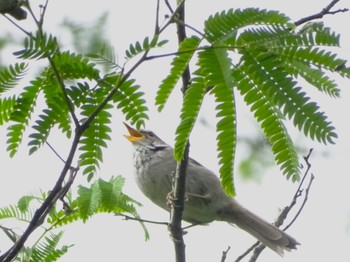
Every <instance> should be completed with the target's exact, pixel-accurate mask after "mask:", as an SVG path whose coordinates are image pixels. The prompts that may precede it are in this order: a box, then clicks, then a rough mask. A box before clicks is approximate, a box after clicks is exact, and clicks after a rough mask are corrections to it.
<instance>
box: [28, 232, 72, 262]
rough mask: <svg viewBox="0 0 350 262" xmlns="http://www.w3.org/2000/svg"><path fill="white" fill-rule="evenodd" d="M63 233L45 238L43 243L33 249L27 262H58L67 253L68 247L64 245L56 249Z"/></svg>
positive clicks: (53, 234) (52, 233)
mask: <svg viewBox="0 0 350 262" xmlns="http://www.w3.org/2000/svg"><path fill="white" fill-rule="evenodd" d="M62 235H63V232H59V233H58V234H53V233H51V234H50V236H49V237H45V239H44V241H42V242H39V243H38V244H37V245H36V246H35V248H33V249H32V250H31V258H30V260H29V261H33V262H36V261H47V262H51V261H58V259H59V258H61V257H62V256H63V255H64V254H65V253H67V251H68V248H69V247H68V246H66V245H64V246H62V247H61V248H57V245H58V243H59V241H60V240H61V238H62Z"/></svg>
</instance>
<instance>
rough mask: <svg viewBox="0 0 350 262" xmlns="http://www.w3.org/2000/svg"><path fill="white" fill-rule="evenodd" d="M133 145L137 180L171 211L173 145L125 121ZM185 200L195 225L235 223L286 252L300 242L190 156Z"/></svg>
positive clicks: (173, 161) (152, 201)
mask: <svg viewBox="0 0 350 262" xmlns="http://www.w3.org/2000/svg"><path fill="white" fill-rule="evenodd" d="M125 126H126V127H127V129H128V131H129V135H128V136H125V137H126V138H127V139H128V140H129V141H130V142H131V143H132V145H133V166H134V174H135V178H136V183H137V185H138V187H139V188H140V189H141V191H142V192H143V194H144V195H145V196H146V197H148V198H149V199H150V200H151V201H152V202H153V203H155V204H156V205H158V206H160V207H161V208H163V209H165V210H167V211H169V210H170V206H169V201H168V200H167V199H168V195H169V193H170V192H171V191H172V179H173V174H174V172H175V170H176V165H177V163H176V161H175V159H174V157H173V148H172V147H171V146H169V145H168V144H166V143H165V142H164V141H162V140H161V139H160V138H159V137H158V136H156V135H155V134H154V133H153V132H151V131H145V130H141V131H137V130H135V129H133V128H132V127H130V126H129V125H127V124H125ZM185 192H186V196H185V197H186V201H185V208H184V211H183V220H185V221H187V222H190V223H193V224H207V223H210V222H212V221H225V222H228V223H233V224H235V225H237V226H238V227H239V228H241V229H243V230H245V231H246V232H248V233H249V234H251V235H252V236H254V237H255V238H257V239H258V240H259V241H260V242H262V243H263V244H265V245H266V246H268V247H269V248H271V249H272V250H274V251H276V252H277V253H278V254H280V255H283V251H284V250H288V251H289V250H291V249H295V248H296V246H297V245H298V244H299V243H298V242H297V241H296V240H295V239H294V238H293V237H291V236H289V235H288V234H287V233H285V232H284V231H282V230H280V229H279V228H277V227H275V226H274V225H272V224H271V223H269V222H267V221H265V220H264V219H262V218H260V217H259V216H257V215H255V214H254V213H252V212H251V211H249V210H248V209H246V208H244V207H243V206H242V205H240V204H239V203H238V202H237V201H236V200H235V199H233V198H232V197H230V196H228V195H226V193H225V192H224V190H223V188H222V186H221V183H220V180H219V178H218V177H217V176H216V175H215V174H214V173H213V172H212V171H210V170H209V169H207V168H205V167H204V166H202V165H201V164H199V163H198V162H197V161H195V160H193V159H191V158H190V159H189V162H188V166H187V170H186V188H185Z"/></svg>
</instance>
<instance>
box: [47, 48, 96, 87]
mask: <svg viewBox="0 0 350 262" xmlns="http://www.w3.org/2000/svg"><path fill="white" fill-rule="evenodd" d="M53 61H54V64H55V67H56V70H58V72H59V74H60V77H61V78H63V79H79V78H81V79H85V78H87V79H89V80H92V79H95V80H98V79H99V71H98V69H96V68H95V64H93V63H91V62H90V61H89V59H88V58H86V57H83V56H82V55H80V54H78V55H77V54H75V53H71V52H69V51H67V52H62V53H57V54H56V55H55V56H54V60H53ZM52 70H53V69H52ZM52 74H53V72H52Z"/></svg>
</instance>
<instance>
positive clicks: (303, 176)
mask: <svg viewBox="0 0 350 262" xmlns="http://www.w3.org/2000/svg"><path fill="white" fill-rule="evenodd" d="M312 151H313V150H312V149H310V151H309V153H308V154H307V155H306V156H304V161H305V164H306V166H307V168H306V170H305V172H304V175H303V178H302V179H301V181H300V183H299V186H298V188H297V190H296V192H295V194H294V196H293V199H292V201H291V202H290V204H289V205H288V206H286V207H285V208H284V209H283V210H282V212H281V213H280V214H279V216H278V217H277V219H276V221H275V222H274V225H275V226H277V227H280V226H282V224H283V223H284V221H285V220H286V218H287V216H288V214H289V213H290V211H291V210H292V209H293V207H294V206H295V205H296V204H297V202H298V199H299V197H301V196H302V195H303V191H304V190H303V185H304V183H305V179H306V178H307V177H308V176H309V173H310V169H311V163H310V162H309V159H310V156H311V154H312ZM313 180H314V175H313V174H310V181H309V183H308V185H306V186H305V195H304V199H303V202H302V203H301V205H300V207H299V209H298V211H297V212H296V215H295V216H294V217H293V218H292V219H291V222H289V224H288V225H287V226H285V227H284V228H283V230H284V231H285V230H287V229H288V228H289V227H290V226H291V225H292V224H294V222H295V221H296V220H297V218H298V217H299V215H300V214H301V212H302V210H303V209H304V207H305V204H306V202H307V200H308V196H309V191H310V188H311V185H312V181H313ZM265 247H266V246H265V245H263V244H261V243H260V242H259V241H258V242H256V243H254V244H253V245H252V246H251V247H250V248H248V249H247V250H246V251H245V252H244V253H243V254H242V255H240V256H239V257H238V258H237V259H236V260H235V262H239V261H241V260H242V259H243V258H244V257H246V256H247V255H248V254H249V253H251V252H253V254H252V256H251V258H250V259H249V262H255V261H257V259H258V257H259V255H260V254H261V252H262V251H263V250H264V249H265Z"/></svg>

****************************************

#### TASK TO CARRY OUT:
Could you reproduce the data above exactly, without its pictures?

#### RESPONSE:
Every <instance> should be completed with the target's exact, pixel-accurate mask after "mask:", as an SVG path whose coordinates are image pixels. The prompts that may precede it are in this order: a box, then clicks, then a rough mask. A box before clicks is approximate, a box after clicks is exact, and clicks after a rough mask are corrections to it.
<instance>
box: [28, 232, 72, 262]
rough mask: <svg viewBox="0 0 350 262" xmlns="http://www.w3.org/2000/svg"><path fill="white" fill-rule="evenodd" d="M63 233L45 238L43 243L33 249L27 262H58L67 253L68 247L64 245L56 249Z"/></svg>
positive clicks: (53, 234) (52, 233)
mask: <svg viewBox="0 0 350 262" xmlns="http://www.w3.org/2000/svg"><path fill="white" fill-rule="evenodd" d="M62 235H63V232H59V233H58V234H53V233H51V234H50V236H49V237H45V239H44V241H42V242H39V243H38V244H37V245H36V246H35V248H33V249H32V250H31V258H30V260H29V261H33V262H36V261H47V262H51V261H58V259H59V258H61V257H62V256H63V255H64V254H65V253H67V251H68V248H69V247H68V246H66V245H64V246H62V247H61V248H57V245H58V243H59V241H60V240H61V238H62Z"/></svg>
</instance>
<instance>
rough mask: <svg viewBox="0 0 350 262" xmlns="http://www.w3.org/2000/svg"><path fill="white" fill-rule="evenodd" d="M133 145L137 180L171 211L173 145L125 121ZM185 200L195 225L235 223L286 252L300 242L190 156Z"/></svg>
positive clicks: (173, 161) (152, 201)
mask: <svg viewBox="0 0 350 262" xmlns="http://www.w3.org/2000/svg"><path fill="white" fill-rule="evenodd" d="M125 126H126V127H127V129H128V131H129V135H128V136H125V137H126V138H127V139H128V140H129V141H130V142H131V143H132V145H133V166H134V174H135V178H136V183H137V185H138V187H139V188H140V189H141V191H142V192H143V194H144V195H145V196H146V197H148V198H149V199H150V200H151V201H152V202H153V203H155V204H156V205H158V206H160V207H161V208H163V209H165V210H167V211H169V210H170V206H169V201H168V200H167V199H168V195H169V193H170V192H171V191H172V179H173V174H174V172H175V170H176V165H177V163H176V161H175V159H174V157H173V148H172V147H171V146H169V145H168V144H166V143H165V142H164V141H162V140H161V139H160V138H159V137H158V136H156V135H155V134H154V133H153V132H151V131H145V130H141V131H137V130H135V129H133V128H132V127H130V126H129V125H127V124H125ZM185 192H186V196H185V197H186V201H185V208H184V211H183V220H185V221H187V222H190V223H193V224H207V223H210V222H212V221H225V222H228V223H233V224H235V225H237V226H238V227H239V228H241V229H243V230H245V231H246V232H248V233H249V234H251V235H252V236H254V237H255V238H257V239H258V240H259V241H260V242H262V243H263V244H265V245H266V246H268V247H269V248H271V249H272V250H274V251H276V252H277V253H278V254H280V255H283V251H284V250H288V251H289V250H291V249H295V248H296V246H297V245H298V244H299V243H298V242H297V241H296V240H295V239H294V238H293V237H291V236H289V235H288V234H287V233H285V232H284V231H282V230H280V229H279V228H277V227H275V226H274V225H272V224H271V223H269V222H267V221H265V220H264V219H262V218H260V217H259V216H257V215H255V214H254V213H252V212H251V211H249V210H248V209H246V208H244V207H243V206H242V205H240V204H239V203H238V202H237V201H236V200H235V199H233V198H232V197H230V196H228V195H226V193H225V192H224V190H223V188H222V186H221V183H220V180H219V178H218V177H217V176H216V175H215V174H214V173H213V172H212V171H210V170H209V169H207V168H205V167H204V166H202V165H201V164H199V163H198V162H197V161H195V160H193V159H191V158H190V159H189V162H188V166H187V170H186V188H185Z"/></svg>
</instance>
<instance>
box: [47, 48, 96, 87]
mask: <svg viewBox="0 0 350 262" xmlns="http://www.w3.org/2000/svg"><path fill="white" fill-rule="evenodd" d="M53 61H54V64H55V67H56V70H58V72H59V74H60V77H61V78H63V79H79V78H81V79H85V78H87V79H89V80H92V79H95V80H98V79H99V71H98V69H96V68H95V64H93V63H91V62H90V61H89V59H88V58H86V57H83V56H82V55H80V54H78V55H77V54H75V53H71V52H69V51H67V52H62V53H57V54H56V55H55V56H54V60H53ZM52 70H53V69H52ZM52 74H53V72H52Z"/></svg>
</instance>
<instance>
positive clicks: (303, 176)
mask: <svg viewBox="0 0 350 262" xmlns="http://www.w3.org/2000/svg"><path fill="white" fill-rule="evenodd" d="M312 151H313V150H312V149H310V151H309V153H308V154H307V155H306V156H304V161H305V164H306V166H307V168H306V170H305V172H304V175H303V178H302V179H301V181H300V183H299V186H298V188H297V190H296V192H295V194H294V196H293V199H292V201H291V202H290V204H289V205H288V206H286V207H285V208H284V209H283V210H282V212H281V213H280V214H279V216H278V217H277V219H276V221H275V222H274V225H275V226H277V227H280V226H282V224H283V223H284V221H285V220H286V218H287V216H288V214H289V213H290V211H291V210H292V209H293V207H294V206H295V205H296V204H297V202H298V199H299V197H301V196H302V195H303V191H304V190H303V185H304V183H305V179H306V178H307V177H308V176H309V173H310V169H311V163H310V162H309V159H310V156H311V154H312ZM313 180H314V175H313V174H310V181H309V183H308V185H306V186H305V195H304V199H303V202H302V203H301V205H300V207H299V209H298V211H297V212H296V215H295V216H294V217H293V218H292V219H291V222H289V224H288V225H287V226H285V227H284V228H283V230H284V231H285V230H287V229H288V228H289V227H290V226H291V225H292V224H294V222H295V221H296V220H297V218H298V217H299V215H300V214H301V212H302V210H303V209H304V207H305V204H306V202H307V200H308V196H309V191H310V188H311V185H312V181H313ZM265 247H266V246H265V245H263V244H261V243H260V242H259V241H258V242H256V243H254V244H253V245H252V246H251V247H250V248H248V249H247V250H246V251H245V252H244V253H243V254H242V255H240V256H239V257H238V258H237V259H236V260H235V262H239V261H241V260H242V259H243V258H244V257H246V256H247V255H248V254H249V253H251V252H253V254H252V256H251V258H250V259H249V262H255V261H257V259H258V257H259V255H260V254H261V252H262V251H263V250H264V249H265Z"/></svg>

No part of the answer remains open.